Work required
Copy out every one of the records below word for word.

>> START Given records

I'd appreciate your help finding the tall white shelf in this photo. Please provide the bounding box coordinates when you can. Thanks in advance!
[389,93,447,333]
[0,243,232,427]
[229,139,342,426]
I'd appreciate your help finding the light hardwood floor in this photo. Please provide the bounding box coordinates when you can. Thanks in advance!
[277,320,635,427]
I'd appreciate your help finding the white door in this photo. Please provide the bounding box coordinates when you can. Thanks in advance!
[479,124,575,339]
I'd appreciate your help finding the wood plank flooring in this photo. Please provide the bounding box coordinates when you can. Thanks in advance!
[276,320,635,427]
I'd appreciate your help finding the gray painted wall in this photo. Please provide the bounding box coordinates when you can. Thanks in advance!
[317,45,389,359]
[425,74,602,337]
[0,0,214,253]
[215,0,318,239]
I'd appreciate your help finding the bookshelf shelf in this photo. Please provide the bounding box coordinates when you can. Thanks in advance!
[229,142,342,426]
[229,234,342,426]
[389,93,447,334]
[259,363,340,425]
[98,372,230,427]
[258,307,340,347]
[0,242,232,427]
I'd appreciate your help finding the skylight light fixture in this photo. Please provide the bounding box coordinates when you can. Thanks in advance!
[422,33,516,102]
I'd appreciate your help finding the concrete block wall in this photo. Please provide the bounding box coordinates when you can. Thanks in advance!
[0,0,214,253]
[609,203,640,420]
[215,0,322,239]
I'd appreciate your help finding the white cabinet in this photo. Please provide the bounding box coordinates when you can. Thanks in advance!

>> END Given records

Solution
I'd appreciate your help finding the tall white shelf in this photo. Please provide the bounding box coordinates when you can. Thanks in advance!
[389,93,447,333]
[0,243,232,427]
[229,139,342,426]
I'd appreciate your help finding the light hardwood floor in this photo. Please provide the bounding box coordinates when you can. Thanks in advance!
[277,320,635,427]
I'd appreciate your help finding the white door in this photo. Please provide the bounding box coordinates when you can. Thanks in advance!
[479,124,575,339]
I'd appreciate your help finding the wood plank flooring in this photo. Please provide the bounding box coordinates when you can. Thanks in advance!
[276,320,635,427]
I'd appreciate your help finding the gray painted wall in this photo. Please provide the bounding box coordinates when you can. Thanks in advance!
[317,45,389,359]
[425,74,602,337]
[0,0,214,253]
[215,0,318,239]
I'd appreciate your help finding the bookshelf shelf in this photo. Please provide the bounding box coordinates when you can. Thanks in advance!
[229,142,342,426]
[229,234,342,426]
[389,93,447,334]
[259,363,340,425]
[98,372,230,427]
[258,307,340,347]
[0,242,232,427]
I'd appreciate your help finding the skylight light fixture in this photo. Please provide the bounding box coordinates when you can. Thanks in advance!
[422,33,516,102]
I'd appreciate your help finding the concrete block wall in this photo. Please provide the bounding box coordinates when you can. Thanks in advance!
[0,0,214,253]
[609,203,640,420]
[215,0,322,239]
I'd appreciate your help finding the white cabinet in this photo. Please provide the bounding box coordinates when you can. Thanks in advance!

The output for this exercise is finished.